[Data entries]
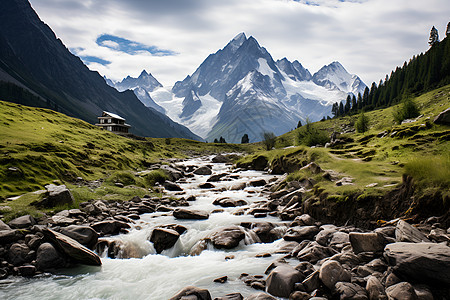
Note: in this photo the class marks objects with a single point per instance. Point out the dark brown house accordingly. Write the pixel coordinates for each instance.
(113, 123)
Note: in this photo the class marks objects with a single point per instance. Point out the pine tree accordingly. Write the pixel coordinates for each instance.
(434, 37)
(245, 139)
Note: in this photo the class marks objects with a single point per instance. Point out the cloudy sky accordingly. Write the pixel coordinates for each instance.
(170, 38)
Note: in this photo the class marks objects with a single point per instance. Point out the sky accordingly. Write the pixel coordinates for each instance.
(171, 38)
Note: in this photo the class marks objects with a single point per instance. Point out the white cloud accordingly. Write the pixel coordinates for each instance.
(370, 38)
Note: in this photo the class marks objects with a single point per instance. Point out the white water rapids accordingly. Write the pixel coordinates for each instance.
(161, 276)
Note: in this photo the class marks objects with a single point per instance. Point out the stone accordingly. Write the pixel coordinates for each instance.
(220, 159)
(27, 270)
(401, 291)
(216, 177)
(229, 202)
(303, 220)
(112, 227)
(347, 290)
(332, 272)
(170, 186)
(420, 261)
(260, 296)
(300, 233)
(49, 258)
(258, 182)
(163, 238)
(57, 195)
(443, 117)
(297, 295)
(404, 232)
(232, 296)
(83, 234)
(62, 221)
(4, 226)
(281, 281)
(222, 279)
(9, 236)
(200, 294)
(227, 237)
(375, 289)
(206, 185)
(190, 214)
(17, 254)
(367, 242)
(315, 252)
(203, 171)
(72, 248)
(22, 222)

**PROBLEM DETAILS:**
Write out the rows again, swapping "pine tree" for "evergreen tree" and keeping everything else unchanged. Omit the picture lines from your version.

**WRITTEN ANSWER:**
Note: in this photo the class marks objects with a single point per instance. Point out the dark brown house accordingly. Write the pixel coordinates for each instance.
(113, 123)
Note: in this photo the class marks objects with a single point per instance. Point out the evergreen tree accordingly. Write the pixel coordinates for each instance.
(434, 37)
(245, 139)
Note: in this photo the class marks objects with a single point per instance. Point out the cloudy sky accordingly. Write the pixel coordinates for each instance.
(170, 38)
Note: in this photo the class marks objects with a single point per instance. Point out the sky accordingly. Write the pixel coordinates for each instance.
(171, 38)
Note: in this photo the class marks objects with a single point per instance. Point out the white cloud accordingly. Write the pixel coordinates for each instance.
(370, 38)
Note: in this photo the class marks objects with a single point per instance. Point out the white water rapids accordingly. Write the pixel coordinates for each instance.
(161, 276)
Note: in this photo the class marks objects with a single point per instance. Point out the stone accordingly. Write the pixel coordinates for each instance.
(220, 159)
(27, 270)
(401, 291)
(216, 177)
(229, 202)
(303, 220)
(112, 227)
(347, 290)
(332, 272)
(170, 186)
(420, 261)
(260, 296)
(300, 233)
(49, 258)
(258, 182)
(163, 238)
(57, 195)
(443, 117)
(297, 295)
(404, 232)
(232, 296)
(83, 234)
(62, 221)
(4, 226)
(281, 281)
(222, 279)
(9, 236)
(200, 294)
(227, 237)
(375, 289)
(206, 185)
(190, 214)
(17, 254)
(367, 242)
(315, 252)
(203, 171)
(72, 248)
(22, 222)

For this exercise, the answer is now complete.